_Aim of the task_:
Give back exactly the stretch of data below from the line holding "Query: blurred background" through the line holding "find mouth |", both ends included, and leave the remaining lines out.

[Data records]
- Opening Delimiter -

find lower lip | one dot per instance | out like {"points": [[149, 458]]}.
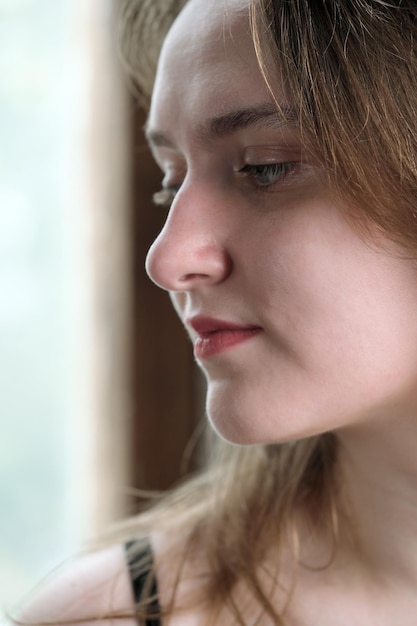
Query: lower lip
{"points": [[213, 343]]}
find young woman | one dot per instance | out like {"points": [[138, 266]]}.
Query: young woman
{"points": [[286, 131]]}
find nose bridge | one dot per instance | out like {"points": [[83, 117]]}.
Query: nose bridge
{"points": [[190, 249]]}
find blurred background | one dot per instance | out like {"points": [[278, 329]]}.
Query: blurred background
{"points": [[98, 391]]}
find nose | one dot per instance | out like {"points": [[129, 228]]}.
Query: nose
{"points": [[189, 252]]}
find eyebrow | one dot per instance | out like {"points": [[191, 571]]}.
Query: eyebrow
{"points": [[265, 115]]}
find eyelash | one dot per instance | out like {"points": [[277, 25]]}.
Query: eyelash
{"points": [[279, 171]]}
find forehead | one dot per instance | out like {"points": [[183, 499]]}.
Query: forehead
{"points": [[208, 64]]}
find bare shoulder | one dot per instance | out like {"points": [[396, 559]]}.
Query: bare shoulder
{"points": [[93, 586]]}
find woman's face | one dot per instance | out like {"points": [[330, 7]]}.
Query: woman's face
{"points": [[299, 324]]}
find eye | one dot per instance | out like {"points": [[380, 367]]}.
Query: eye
{"points": [[165, 197], [267, 175]]}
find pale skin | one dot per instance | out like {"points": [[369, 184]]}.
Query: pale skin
{"points": [[273, 249]]}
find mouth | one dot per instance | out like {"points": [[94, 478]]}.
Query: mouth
{"points": [[216, 336]]}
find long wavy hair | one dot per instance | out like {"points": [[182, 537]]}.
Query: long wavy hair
{"points": [[351, 69]]}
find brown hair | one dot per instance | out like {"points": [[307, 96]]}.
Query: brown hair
{"points": [[351, 70]]}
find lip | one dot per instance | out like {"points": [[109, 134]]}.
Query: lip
{"points": [[216, 336]]}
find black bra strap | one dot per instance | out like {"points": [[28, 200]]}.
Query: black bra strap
{"points": [[138, 581]]}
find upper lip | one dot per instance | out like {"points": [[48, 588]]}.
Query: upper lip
{"points": [[204, 325]]}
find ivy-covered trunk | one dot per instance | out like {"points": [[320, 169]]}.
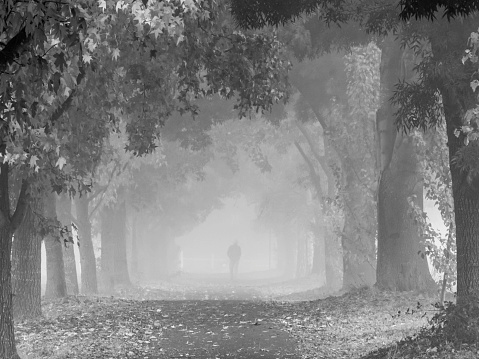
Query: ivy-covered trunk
{"points": [[56, 284], [89, 283], [401, 263], [359, 232], [26, 266], [64, 214], [399, 266]]}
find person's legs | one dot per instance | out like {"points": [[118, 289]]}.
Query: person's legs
{"points": [[232, 263], [235, 269]]}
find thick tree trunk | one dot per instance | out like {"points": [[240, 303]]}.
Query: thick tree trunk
{"points": [[26, 266], [400, 266], [465, 189], [89, 284], [114, 264], [8, 224], [7, 342], [56, 284], [64, 214]]}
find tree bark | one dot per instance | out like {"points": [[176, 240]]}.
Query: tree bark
{"points": [[457, 98], [359, 232], [64, 214], [134, 249], [56, 284], [89, 283], [122, 276], [8, 224], [465, 189], [107, 249], [26, 266], [400, 265]]}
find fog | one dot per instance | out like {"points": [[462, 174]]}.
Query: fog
{"points": [[204, 249], [296, 200]]}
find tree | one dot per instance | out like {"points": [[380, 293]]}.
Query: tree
{"points": [[380, 21], [26, 265], [425, 109], [44, 61]]}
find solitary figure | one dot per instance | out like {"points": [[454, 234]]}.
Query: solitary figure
{"points": [[234, 254]]}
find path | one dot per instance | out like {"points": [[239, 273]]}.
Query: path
{"points": [[221, 329], [201, 322]]}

- Closing Delimiter -

_Solution below_:
Query: blurred background
{"points": [[98, 391]]}
find nose | one dot per instance | out like {"points": [[129, 228]]}.
Query: nose
{"points": [[189, 252]]}
find eyebrow | one dot per instance | out like {"points": [[191, 571]]}.
Query: eyebrow
{"points": [[265, 115]]}
find eyelash | one dot per instance | out like {"points": [[277, 25]]}.
Query: eyelash
{"points": [[279, 171]]}
find forehead | one dot per instance | out like {"points": [[183, 499]]}.
Query: forehead
{"points": [[208, 64]]}
find bare shoulder | one dot per instance | out like {"points": [[396, 559]]}.
Query: bare shoulder
{"points": [[93, 586]]}
find woman's face | one dot per instance | out like {"points": [[330, 7]]}.
Query: woman's face
{"points": [[299, 324]]}
find eye | one dot per instance | out like {"points": [[380, 367]]}.
Query: eye
{"points": [[165, 197], [267, 175]]}
find pale skin | one dot per instance | out like {"points": [[369, 184]]}.
Query: pale skin
{"points": [[273, 249]]}
find mouth | one dot per instance | out like {"points": [[94, 478]]}.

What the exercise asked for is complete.